*DOCUMENT SECTION:*
As Grand Central Terminal celebrates its centennial this year, I have found myself admiring other accomplishments of the firm responsible for a significant part of its design, Warren & Wetmore. In my first days in the New York office of Oxford University Press, I noticed an imposing cadre of busts from the southeast windows of the building. These dour fellows crown Warren & Wetmore’s remarkable design for 4 Park Avenue, originally built as the Vanderbilt Hotel. The hotel has impressive origins, but it’s also worth considering its history in the ensuing decades. Grand Central famously avoided demolition thanks to hardworking preservationists and the outspoken support of people like Jacqueline Kennedy Onassis, but how did an averagely outstanding structure like the Vanderbilt Hotel fare over a century amid New York City’s tumultuous architectural landscape?
When the Vanderbilt Hotel first opened in January of 1912, it was praised for its agreeable mix of flair and restraint, reflecting the combined influences of Mr. Warren’s study at the École des Beaux-Arts in Paris and the refined Adam style of 18th century England. The hotel was particularly subtle compared to some of Warren & Wetmore’s other commissions, like the maritime-festive New York Yacht Club (1901). The smooth planes and subtle relief in the midsection of the Vanderbilt Hotel offset the intricate terracotta detailing and ornamental brickwork on the upper and lower floors. The elegant façade at street level featured dramatic fluted fan arches, and the simple parapet was originally outlined in electric lights, illuminating the distinctive crown of enormous busts (speculated to be Bacchus and Hermes) who sport wry expressions and garlands of fruit.

*DATASET:*
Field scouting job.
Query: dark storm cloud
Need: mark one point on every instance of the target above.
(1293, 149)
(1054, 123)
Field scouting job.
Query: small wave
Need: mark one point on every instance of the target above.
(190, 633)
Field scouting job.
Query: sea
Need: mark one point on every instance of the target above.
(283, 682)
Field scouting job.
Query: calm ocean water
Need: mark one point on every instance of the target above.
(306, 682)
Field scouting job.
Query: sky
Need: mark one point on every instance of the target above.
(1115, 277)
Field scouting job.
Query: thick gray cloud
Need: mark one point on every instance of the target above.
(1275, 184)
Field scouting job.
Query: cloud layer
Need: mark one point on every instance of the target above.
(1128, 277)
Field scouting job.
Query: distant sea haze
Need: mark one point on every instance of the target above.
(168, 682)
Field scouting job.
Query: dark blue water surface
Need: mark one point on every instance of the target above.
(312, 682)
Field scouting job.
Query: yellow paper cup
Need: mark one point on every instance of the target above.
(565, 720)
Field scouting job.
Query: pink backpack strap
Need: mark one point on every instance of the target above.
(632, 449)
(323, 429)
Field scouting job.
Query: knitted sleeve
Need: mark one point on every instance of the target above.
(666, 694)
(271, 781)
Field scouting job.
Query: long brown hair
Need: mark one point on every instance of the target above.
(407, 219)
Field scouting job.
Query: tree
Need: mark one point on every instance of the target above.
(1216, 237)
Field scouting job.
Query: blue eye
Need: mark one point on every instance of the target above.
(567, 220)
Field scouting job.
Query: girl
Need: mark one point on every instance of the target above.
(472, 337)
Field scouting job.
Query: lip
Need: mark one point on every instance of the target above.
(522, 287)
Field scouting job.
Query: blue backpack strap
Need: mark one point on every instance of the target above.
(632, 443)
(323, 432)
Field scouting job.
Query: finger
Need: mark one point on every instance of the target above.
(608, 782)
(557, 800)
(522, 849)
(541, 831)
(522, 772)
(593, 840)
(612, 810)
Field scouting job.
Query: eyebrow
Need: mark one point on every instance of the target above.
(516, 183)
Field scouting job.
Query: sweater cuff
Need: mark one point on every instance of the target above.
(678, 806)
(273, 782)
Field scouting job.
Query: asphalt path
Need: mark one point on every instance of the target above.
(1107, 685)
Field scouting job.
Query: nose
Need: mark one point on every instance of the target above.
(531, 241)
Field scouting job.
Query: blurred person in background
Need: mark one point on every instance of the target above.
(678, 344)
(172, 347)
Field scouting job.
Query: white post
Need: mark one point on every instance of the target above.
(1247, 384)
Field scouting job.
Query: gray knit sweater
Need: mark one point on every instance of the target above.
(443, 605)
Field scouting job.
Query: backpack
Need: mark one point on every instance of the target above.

*JOB:*
Copy out the passage about the Vanderbilt Hotel word for word, from "When the Vanderbilt" to "garlands of fruit.".

*ANSWER FOR THE TASK:*
When the Vanderbilt Hotel first opened in January of 1912, it was praised for its agreeable mix of flair and restraint, reflecting the combined influences of Mr. Warren’s study at the École des Beaux-Arts in Paris and the refined Adam style of 18th century England. The hotel was particularly subtle compared to some of Warren & Wetmore’s other commissions, like the maritime-festive New York Yacht Club (1901). The smooth planes and subtle relief in the midsection of the Vanderbilt Hotel offset the intricate terracotta detailing and ornamental brickwork on the upper and lower floors. The elegant façade at street level featured dramatic fluted fan arches, and the simple parapet was originally outlined in electric lights, illuminating the distinctive crown of enormous busts (speculated to be Bacchus and Hermes) who sport wry expressions and garlands of fruit.